• THE PROBLEM: Reproduce the stretch of the sharpening text below from "Any coarser diamond" through "for carving tools).", word for word.

---------- TEXT PASSAGE

What You Need When Starting Out Sharpening


My basic sharpening setup
My basic sharpening setup

We frequently get asked about different methods of sharpening. The questions come both from beginners - "What's the best way to get started sharpening?" and more advanced woodworkers - "I only use water stones but I'm curious about diamond stones too." It sounds flippant, but the short answer is everything works. The long answer is it's a personal choice: whatever fits in your budget and answers the question of how you feel about how you want to work.

I do have two recommendations: The first is what I use for sharpening woodworking tools, a process I came to in a roundabout way. And the second is a good way of starting out. I'm also going to throw something at the end for carving tools.

If you follow what I've written about sharpening in the past, you know I consider a few factors: What is a sharp edge? What is the technology of sharpening? What is the technique of sharpening? I'm not going to address the first question at all here, click here for the answer. The last question of technique is very important, probably the most important part of the whole package, but the suggestions I have here are correct regardless of whether you sharpen freehand, use a guide, or anything in between.

The basic setup I use currently is a fine diamond stone of at least 8 inches long, an extra-fine diamond stone of at least 8 inches long, and an 8,000 grit water stone. I think it is hard to get a consistent stroke with shorter stones. If you actually use the stones, the increased price for longer stones over their lifetime is nominal.

Any coarser diamond stone produces scratches that are really hard to remove, and unless the tool is a disaster, is really not needed. The 8000 grit water stone is to get the polished edge, simply because even the finest diamond stone isn't as fine as an 8000 grit water stone. I also recommend a plain leather strop with no honing compound because the compound is coarser than the 8000 grit stone (the compound is important for carving tools).

For diamond stones, we recommend and stock the DMT continous grit stones, which are diamonds on a flat steel plate. For an 8K stone we stock both Norton and Pride stones. Both are very nice.

When beginners tell me that that this set-up is a little bit too expensive for them starting out, I immediately suggest an alternative that also produces great results: peel and stick lapping abrasive film. We have a kit of two sheets each of 15 which was recommended years ago by Fine Woodworking and it works a treat. You just cut the material into strips, peel it off and stick it on something flat and go to town. What I like about this method it has the lowest cost of entry to get you a professional grade edge. (The film is also very popular for folks sharpening scissors and rounded tools for which they stick the film on dowels and the like.) As you do more woodworking, you might want to stick with the lapping film because it works very well; other people elect to invest in a stone sharpening system of one kind or another.

--------------------
---------- SOURCE EXCERPT

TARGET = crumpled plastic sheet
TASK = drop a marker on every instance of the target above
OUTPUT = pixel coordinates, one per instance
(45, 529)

--------------------

• THE COMPLETED TASK:
Any coarser diamond stone produces scratches that are really hard to remove, and unless the tool is a disaster, is really not needed. The 8000 grit water stone is to get the polished edge, simply because even the finest diamond stone isn't as fine as an 8000 grit water stone. I also recommend a plain leather strop with no honing compound because the compound is coarser than the 8000 grit stone (the compound is important for carving tools).